# What is needed
Copy every record that appears below, exactly as it stands.

# Input
-*-*-

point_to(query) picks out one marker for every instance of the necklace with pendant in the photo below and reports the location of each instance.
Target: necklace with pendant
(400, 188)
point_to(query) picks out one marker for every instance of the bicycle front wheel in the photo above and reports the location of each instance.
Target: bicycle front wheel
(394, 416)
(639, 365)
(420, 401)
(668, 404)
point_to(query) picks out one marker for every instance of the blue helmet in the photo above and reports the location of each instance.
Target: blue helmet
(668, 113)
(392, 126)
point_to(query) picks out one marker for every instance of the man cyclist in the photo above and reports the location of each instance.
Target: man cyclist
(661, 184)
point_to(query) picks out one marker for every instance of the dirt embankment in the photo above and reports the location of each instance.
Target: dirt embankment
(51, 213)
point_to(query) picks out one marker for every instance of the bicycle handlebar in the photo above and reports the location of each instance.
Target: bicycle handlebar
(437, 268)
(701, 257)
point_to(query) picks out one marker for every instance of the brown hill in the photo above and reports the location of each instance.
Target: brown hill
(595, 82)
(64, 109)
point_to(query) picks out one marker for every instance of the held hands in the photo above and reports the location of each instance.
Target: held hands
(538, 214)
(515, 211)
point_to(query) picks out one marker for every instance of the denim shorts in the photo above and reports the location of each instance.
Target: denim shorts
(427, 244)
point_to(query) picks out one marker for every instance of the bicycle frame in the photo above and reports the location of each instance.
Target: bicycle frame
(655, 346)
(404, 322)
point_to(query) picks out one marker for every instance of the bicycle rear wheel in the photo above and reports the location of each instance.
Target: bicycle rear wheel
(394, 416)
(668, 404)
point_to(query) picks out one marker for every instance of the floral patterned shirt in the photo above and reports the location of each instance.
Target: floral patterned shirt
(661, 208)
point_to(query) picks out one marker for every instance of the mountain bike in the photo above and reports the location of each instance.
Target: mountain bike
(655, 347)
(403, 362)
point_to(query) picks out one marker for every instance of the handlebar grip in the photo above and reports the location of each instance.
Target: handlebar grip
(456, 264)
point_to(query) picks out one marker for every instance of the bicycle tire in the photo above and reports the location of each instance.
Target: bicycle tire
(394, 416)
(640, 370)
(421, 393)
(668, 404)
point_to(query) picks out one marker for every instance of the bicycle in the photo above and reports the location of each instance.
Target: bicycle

-*-*-

# Solved problem
point_to(query) picks out one marker for every instance of the necklace with pendant in the photo below and reports the location of each instance.
Target: necklace with pendant
(400, 188)
point_to(query) picks out one marker for every instance of the bicycle front wheel in the photo above and reports the location of each instance.
Target: bicycle front wheel
(394, 416)
(639, 365)
(420, 401)
(668, 404)
point_to(query) picks out one marker for every instance of the blue helmet in the photo above and reports the location of each instance.
Target: blue helmet
(668, 113)
(392, 126)
point_to(query) picks out one marker for every instance of the man cyclist in the photo above and reports the location of each instance.
Target: man cyclist
(661, 184)
point_to(query) picks out one marker for every instance of the dirt embankment in the photo above and reports the location of each instance.
Target: dirt embankment
(51, 213)
point_to(query) picks out one marker for every instance of the bicycle handlebar in the photo above and reports the location of each instance.
Target: bicycle handlebar
(437, 268)
(701, 257)
point_to(query) picks out one marker for every instance of the brown hill in the photo above and reports the location of each instance.
Target: brown hill
(595, 82)
(64, 109)
point_to(query) picks out one marker for every instance of the held hands in the photo above and reports the location of each instance.
Target: held hands
(538, 214)
(515, 211)
point_to(query) picks out one marker for every instance of the denim shorts in the photo above and reports the location of each instance.
Target: denim shorts
(427, 244)
point_to(query) picks out one marker for every instance of the bicycle frame in the photo above and reports the location of each instance.
Target: bicycle frame
(655, 346)
(404, 322)
point_to(query) picks out one marker for every instance of the bicycle rear wheel in the photo above and reports the location of each instance.
Target: bicycle rear wheel
(394, 416)
(668, 404)
point_to(query) picks out one marker for every instance of the floral patterned shirt in the photo above and reports the location of each instance.
Target: floral patterned shirt
(661, 208)
point_to(query) picks out one marker for every instance of the mountain bike in the photo above and reports the location of each instance.
Target: mountain bike
(655, 347)
(403, 362)
point_to(query) picks out one marker for every instance of the handlebar grip in the photo above and reports the location of each instance.
Target: handlebar grip
(456, 264)
point_to(query) picks out one marker for every instance of the bicycle tire in the photo above and reports the location of each instance.
Target: bicycle tire
(394, 416)
(640, 370)
(421, 393)
(668, 404)
point_to(query) picks out one marker for every instance of the bicycle in the photo above and reports the location of each instance.
Target: bicycle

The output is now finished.